• **What this task involves**:
Find each line in the data below that contains the string "column", and copy those lines out in full.

• **Exercise materials**:
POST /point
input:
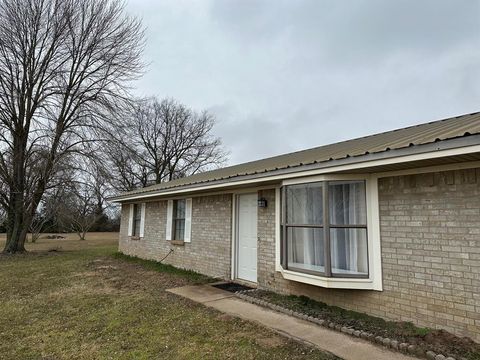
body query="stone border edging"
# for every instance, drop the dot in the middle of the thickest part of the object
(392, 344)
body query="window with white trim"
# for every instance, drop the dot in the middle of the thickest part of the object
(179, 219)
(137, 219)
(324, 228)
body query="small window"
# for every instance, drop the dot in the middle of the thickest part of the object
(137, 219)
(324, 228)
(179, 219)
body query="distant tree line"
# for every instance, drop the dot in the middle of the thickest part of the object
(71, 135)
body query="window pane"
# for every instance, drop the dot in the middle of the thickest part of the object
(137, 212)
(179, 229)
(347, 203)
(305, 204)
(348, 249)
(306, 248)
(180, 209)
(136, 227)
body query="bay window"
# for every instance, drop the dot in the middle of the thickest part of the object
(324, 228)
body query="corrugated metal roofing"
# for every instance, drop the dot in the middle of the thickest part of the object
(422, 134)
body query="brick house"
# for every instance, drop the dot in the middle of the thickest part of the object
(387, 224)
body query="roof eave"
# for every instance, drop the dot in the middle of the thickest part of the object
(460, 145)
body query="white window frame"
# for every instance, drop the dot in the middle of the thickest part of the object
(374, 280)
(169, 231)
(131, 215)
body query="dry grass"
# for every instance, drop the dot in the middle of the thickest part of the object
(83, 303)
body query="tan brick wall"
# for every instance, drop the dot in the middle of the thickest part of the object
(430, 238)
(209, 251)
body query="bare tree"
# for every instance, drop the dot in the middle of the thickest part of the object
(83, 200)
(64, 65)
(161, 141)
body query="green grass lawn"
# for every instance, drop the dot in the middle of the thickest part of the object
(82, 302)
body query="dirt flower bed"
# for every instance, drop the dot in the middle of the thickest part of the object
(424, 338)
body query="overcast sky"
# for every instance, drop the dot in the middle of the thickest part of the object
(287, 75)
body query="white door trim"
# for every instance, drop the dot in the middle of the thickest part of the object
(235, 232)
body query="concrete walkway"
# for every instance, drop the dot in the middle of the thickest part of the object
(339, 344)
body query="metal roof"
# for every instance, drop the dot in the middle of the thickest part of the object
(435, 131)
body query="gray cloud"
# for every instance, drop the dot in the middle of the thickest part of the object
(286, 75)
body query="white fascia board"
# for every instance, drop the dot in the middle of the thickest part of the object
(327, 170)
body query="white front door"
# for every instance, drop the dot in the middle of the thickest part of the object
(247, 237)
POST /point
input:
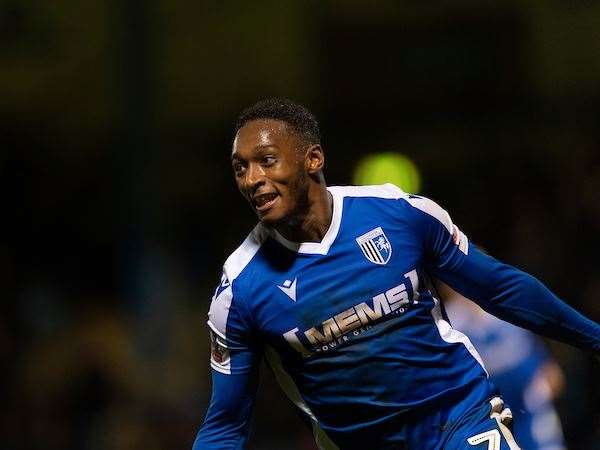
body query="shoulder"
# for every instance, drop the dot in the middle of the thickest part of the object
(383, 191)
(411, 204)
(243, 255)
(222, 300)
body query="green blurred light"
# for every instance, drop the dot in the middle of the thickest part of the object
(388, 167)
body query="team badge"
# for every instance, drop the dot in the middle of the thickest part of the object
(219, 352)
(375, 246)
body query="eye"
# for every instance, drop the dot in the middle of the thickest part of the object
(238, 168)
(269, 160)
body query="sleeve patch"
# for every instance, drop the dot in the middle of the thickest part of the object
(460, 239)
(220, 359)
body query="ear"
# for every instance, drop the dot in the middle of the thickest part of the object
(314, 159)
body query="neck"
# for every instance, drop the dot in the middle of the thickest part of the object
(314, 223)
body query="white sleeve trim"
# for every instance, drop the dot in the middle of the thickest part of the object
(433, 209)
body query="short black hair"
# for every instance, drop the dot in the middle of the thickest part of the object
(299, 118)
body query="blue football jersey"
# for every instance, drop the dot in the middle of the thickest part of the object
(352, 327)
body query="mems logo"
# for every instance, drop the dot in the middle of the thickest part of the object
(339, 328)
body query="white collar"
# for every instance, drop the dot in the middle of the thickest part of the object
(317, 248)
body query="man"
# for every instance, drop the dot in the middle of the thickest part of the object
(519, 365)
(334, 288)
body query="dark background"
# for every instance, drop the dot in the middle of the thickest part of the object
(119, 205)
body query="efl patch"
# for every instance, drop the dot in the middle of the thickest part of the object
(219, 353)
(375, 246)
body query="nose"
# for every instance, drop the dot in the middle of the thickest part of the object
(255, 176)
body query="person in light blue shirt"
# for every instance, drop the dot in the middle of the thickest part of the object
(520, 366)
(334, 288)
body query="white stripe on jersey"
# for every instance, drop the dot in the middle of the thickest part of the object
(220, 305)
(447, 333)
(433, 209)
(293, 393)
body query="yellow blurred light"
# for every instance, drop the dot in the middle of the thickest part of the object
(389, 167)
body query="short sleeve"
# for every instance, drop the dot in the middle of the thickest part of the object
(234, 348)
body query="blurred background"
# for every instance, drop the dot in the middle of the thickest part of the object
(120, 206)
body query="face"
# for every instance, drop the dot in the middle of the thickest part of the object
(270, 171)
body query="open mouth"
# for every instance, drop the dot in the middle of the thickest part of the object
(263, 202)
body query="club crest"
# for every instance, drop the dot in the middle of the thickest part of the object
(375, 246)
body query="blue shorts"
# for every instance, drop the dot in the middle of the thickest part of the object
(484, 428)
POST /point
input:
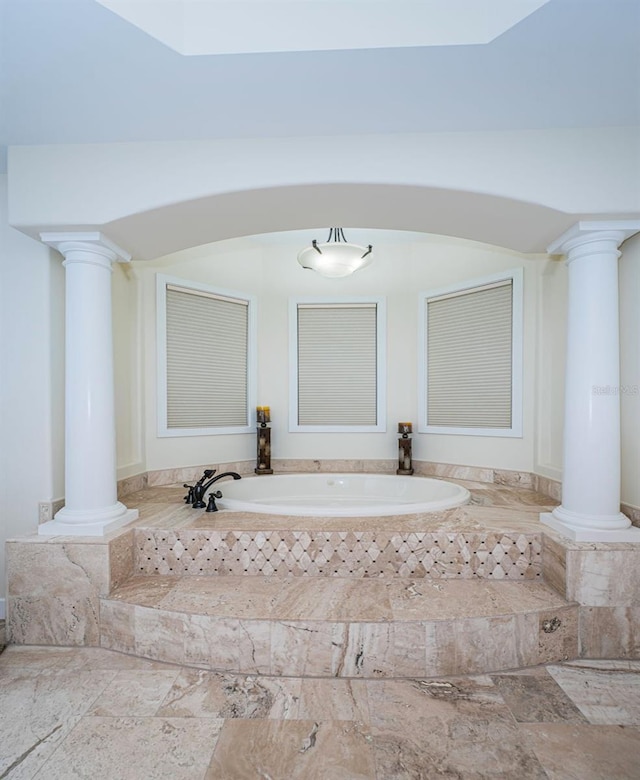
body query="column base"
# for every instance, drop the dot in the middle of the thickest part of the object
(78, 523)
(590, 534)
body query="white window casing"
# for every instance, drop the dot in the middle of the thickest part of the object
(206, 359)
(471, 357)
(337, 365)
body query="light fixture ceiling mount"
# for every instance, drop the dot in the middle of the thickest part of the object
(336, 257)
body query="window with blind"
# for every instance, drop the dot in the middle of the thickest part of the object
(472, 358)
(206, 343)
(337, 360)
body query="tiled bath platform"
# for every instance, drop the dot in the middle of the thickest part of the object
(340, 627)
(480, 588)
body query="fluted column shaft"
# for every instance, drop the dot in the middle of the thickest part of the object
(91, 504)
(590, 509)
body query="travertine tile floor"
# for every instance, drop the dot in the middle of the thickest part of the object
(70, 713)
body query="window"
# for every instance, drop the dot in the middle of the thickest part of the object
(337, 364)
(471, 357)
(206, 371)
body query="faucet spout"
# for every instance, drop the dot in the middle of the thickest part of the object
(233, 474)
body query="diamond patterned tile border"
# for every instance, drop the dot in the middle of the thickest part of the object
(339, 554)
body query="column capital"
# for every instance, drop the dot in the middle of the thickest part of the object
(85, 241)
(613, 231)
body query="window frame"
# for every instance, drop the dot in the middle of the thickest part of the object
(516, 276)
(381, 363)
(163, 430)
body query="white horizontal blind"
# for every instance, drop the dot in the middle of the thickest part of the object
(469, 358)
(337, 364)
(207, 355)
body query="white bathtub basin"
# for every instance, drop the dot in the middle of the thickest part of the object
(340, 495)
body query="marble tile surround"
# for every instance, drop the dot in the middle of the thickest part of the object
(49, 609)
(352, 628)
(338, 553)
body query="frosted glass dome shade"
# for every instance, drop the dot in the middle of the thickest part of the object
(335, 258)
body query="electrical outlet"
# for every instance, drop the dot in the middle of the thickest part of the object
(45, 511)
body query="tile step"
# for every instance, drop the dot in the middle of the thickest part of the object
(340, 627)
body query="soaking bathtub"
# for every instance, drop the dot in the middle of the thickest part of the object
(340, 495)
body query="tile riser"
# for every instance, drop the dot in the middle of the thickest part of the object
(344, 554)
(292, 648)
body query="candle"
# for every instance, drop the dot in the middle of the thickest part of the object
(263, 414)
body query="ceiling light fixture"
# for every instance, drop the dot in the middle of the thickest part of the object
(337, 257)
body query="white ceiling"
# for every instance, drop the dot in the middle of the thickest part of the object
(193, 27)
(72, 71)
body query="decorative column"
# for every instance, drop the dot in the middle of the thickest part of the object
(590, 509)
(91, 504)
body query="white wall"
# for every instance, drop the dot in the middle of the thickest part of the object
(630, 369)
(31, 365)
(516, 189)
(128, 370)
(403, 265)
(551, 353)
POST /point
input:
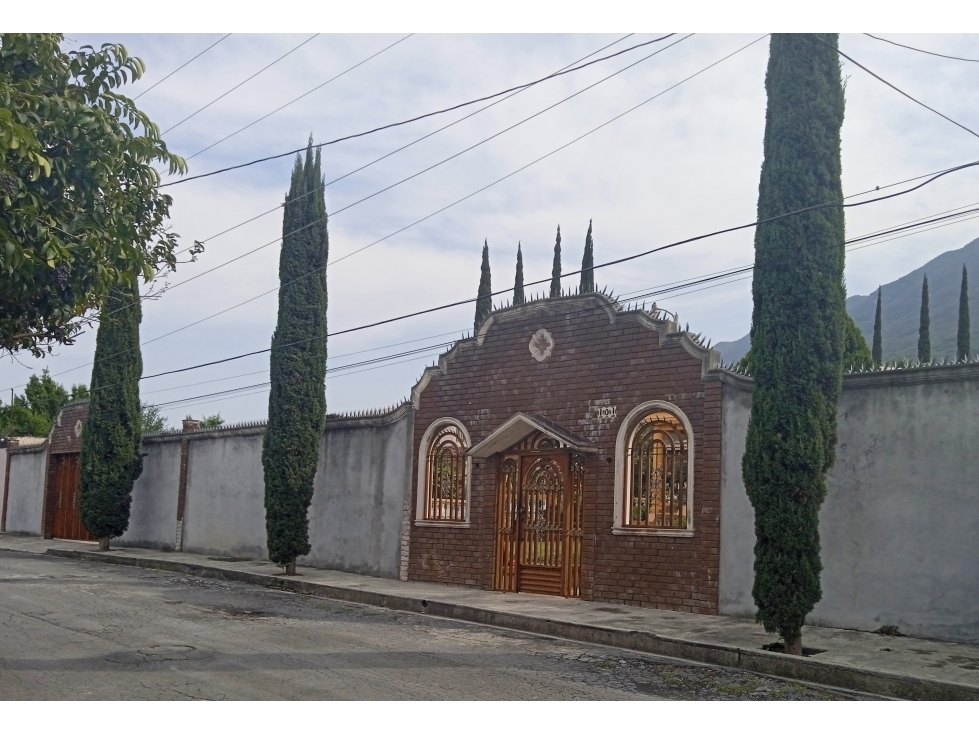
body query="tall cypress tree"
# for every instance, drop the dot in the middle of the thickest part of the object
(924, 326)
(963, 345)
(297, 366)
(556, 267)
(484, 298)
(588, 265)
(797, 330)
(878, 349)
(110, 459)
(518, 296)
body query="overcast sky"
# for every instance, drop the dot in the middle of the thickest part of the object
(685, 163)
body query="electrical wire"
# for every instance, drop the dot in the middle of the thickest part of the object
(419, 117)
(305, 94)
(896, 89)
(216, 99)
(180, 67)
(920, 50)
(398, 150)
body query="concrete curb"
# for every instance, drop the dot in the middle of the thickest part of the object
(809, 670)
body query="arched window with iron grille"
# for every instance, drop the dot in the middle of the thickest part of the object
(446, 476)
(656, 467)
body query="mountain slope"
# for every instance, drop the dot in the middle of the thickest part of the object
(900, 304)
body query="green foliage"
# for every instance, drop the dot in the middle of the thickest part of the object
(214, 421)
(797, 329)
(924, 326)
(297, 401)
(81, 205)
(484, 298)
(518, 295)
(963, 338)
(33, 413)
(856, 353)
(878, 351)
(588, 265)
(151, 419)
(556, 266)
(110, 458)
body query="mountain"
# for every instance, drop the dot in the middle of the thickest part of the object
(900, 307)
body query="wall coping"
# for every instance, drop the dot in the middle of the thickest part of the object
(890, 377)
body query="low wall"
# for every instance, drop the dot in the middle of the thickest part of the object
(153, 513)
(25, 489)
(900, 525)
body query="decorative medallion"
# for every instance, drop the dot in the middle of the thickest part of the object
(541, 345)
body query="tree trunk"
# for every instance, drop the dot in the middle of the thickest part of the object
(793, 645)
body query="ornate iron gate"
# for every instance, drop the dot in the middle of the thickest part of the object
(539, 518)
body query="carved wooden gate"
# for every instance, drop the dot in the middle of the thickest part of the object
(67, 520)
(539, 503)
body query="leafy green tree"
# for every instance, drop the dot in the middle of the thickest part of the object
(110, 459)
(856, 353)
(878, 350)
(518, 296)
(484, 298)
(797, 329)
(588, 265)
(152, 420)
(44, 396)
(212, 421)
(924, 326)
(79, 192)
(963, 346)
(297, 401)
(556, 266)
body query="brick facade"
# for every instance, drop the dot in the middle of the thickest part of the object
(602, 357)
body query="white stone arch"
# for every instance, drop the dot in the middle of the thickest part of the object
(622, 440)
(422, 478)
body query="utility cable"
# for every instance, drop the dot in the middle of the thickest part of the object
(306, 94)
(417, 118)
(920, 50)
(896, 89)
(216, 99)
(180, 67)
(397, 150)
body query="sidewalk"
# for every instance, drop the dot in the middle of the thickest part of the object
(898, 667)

• **Task answer**:
body query="column base"
body query="fluted column shaft"
body query="column capital"
body query="decorative column"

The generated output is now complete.